| SUPPLIED MATERIAL |
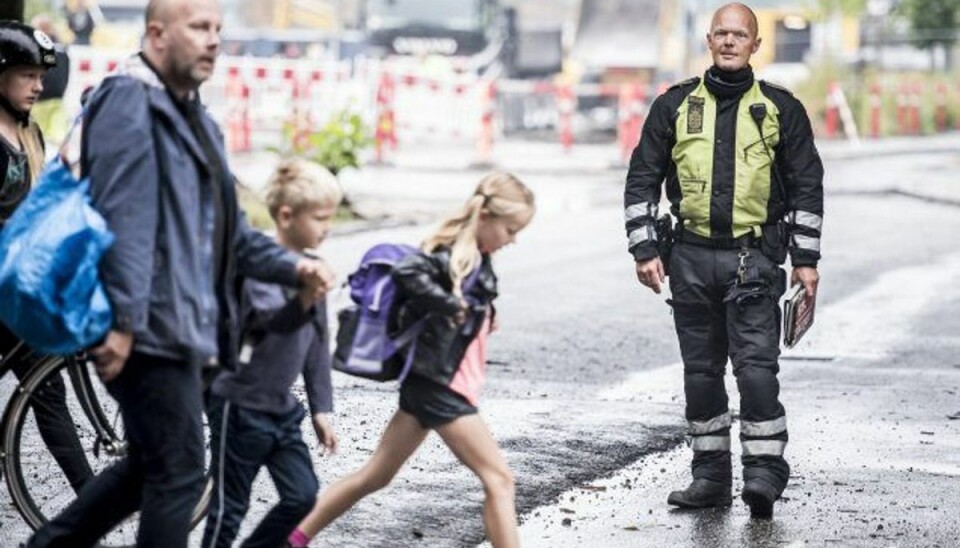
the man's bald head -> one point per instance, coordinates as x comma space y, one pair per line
733, 39
162, 11
742, 9
182, 40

| REQUIRED WORK |
Return the material above in exact form. Pictures stay out.

| ANSWER SPACE |
the man's bald head -> one point per instance, coordinates as x comma space y, one pair per line
733, 39
162, 11
742, 9
182, 40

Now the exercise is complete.